# TEXT PROVIDED
OpinionPREMIUM

JUSTICE MALALA: Why the ANC doesn’t know what it doesn’t know

The world has become a menacing place. Listening to some of our populist leaders, one despairs at the level of their ignorance

Picture: GALLO IMAGES
Picture: GALLO IMAGES

Most of our so-called leaders have no idea how complex and challenging our world has become. Perhaps that is why we have so much populist rhetoric in our politics. The people at the top are just not equipped to deal with the complexities of our time.

I spent the first few weeks of this year in London. The city was like a morgue. There was very little traffic, few people were out in the streets, many shops were closed and offices were shut. The second wave of the coronavirus pandemic had the city and the country in its grip. Several times I ventured out for much-needed groceries. I would arrive at the supermarket, sanitise my hands, pick up a shopping basket, fill it up with necessities (mainly wine), and head for the tills. I would scan my products at the self-service pay point, pay and leave. I never spoke to a teller. The only human beings I saw in those stores were packing products on shelves.

The job of working at the till is becoming obsolete in the UK and many other places. This is nothing new for many readers of the FM, of course. It’s just been accelerated by the ravages of Covid-19. Why hire people who will get sick or demand worker rights when you can replace them with machines?

This week The New York Times’ business section carried an article that started with the words: "The robots are coming."

It was not about cashiers losing their jobs, though. That story is old hat.

It was about how recent advances in Artificial Intelligence and machine learning had created algorithms capable of outperforming doctors, lawyers and bankers at certain parts of their jobs.

"These robots are here to merge purchase orders into columns J and K of next quarter’s revenue forecast" the article said, "and transfer customer data from the invoicing software to the Oracle database.

# PROBLEM 1
List the conditions in London that the column gives to show why the city was like a morgue.
# PROBLEM 2
Print the column from "This week The" up to and including "of their jobs.".
# PROBLEM 3
Decide whether each statement agrees with the column, answering yes or no and quoting the words that settle it: (a) The writer spent the first few weeks of the year in London. (b) The writer spoke to a teller when buying groceries. (c) The New York Times article was about cashiers losing their jobs.

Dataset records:
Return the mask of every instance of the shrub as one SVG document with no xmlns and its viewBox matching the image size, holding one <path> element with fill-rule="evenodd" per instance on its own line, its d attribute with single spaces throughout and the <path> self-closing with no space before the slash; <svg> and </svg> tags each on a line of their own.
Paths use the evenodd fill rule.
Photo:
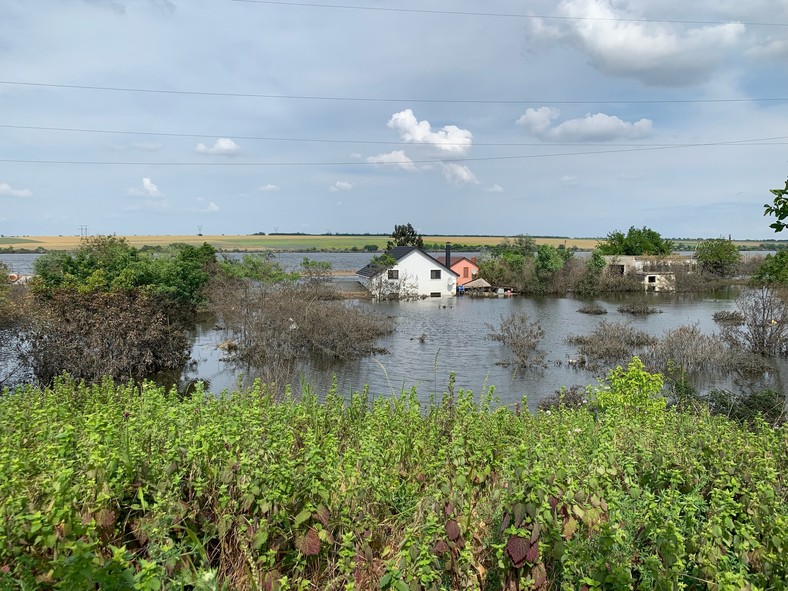
<svg viewBox="0 0 788 591">
<path fill-rule="evenodd" d="M 725 238 L 704 240 L 695 250 L 695 258 L 706 273 L 718 277 L 734 275 L 741 261 L 741 253 L 736 245 Z"/>
<path fill-rule="evenodd" d="M 512 352 L 513 358 L 509 361 L 518 367 L 543 366 L 545 353 L 539 351 L 539 343 L 544 338 L 544 329 L 536 322 L 531 321 L 527 314 L 515 314 L 501 318 L 498 328 L 487 324 L 490 331 L 487 338 L 491 341 L 503 343 Z"/>
<path fill-rule="evenodd" d="M 603 411 L 538 416 L 451 390 L 20 388 L 0 588 L 784 588 L 784 431 L 662 410 L 658 381 L 633 360 Z"/>
<path fill-rule="evenodd" d="M 629 324 L 606 320 L 600 322 L 590 335 L 573 335 L 566 340 L 577 346 L 580 355 L 592 368 L 600 364 L 620 363 L 657 342 L 656 338 Z"/>
<path fill-rule="evenodd" d="M 662 310 L 649 306 L 644 302 L 630 302 L 618 307 L 622 314 L 632 314 L 633 316 L 647 316 L 649 314 L 662 314 Z"/>
<path fill-rule="evenodd" d="M 607 385 L 596 392 L 596 403 L 607 412 L 642 412 L 656 415 L 665 410 L 667 400 L 660 396 L 664 380 L 661 374 L 651 374 L 643 362 L 634 357 L 626 369 L 612 370 Z"/>
<path fill-rule="evenodd" d="M 788 300 L 784 291 L 769 286 L 747 290 L 736 300 L 740 325 L 723 327 L 732 346 L 756 355 L 773 356 L 788 350 Z"/>
<path fill-rule="evenodd" d="M 607 314 L 607 308 L 604 306 L 600 306 L 599 304 L 586 304 L 585 306 L 581 306 L 577 310 L 581 314 L 591 314 L 594 316 L 601 316 L 603 314 Z"/>
<path fill-rule="evenodd" d="M 170 300 L 142 291 L 58 289 L 33 306 L 23 360 L 45 384 L 63 372 L 88 382 L 141 380 L 183 366 L 186 317 Z"/>
<path fill-rule="evenodd" d="M 741 326 L 744 324 L 744 314 L 738 310 L 720 310 L 714 313 L 714 322 L 722 326 Z"/>
<path fill-rule="evenodd" d="M 574 384 L 569 388 L 556 390 L 549 396 L 539 401 L 539 410 L 554 410 L 564 408 L 582 408 L 588 405 L 590 398 L 590 388 Z"/>
<path fill-rule="evenodd" d="M 736 369 L 739 355 L 719 335 L 705 335 L 697 323 L 665 332 L 642 355 L 653 370 L 667 372 L 679 369 L 685 373 Z"/>
<path fill-rule="evenodd" d="M 390 319 L 352 302 L 322 301 L 297 285 L 214 286 L 213 310 L 231 340 L 229 358 L 280 388 L 299 360 L 345 361 L 383 352 Z"/>
</svg>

# YOUR RESPONSE 1
- Very little traffic
- Few people out in the streets
- Many shops closed
- Offices shut

# YOUR RESPONSE 2
This week The New York Times’ business section carried an article that started with the words: "The robots are coming."

It was not about cashiers losing their jobs, though. That story is old hat.

It was about how recent advances in Artificial Intelligence and machine learning had created algorithms capable of outperforming doctors, lawyers and bankers at certain parts of their jobs.

# YOUR RESPONSE 3
(a) Yes: "I spent the first few weeks of this year in London."
(b) No: "I never spoke to a teller."
(c) No: "It was not about cashiers losing their jobs, though."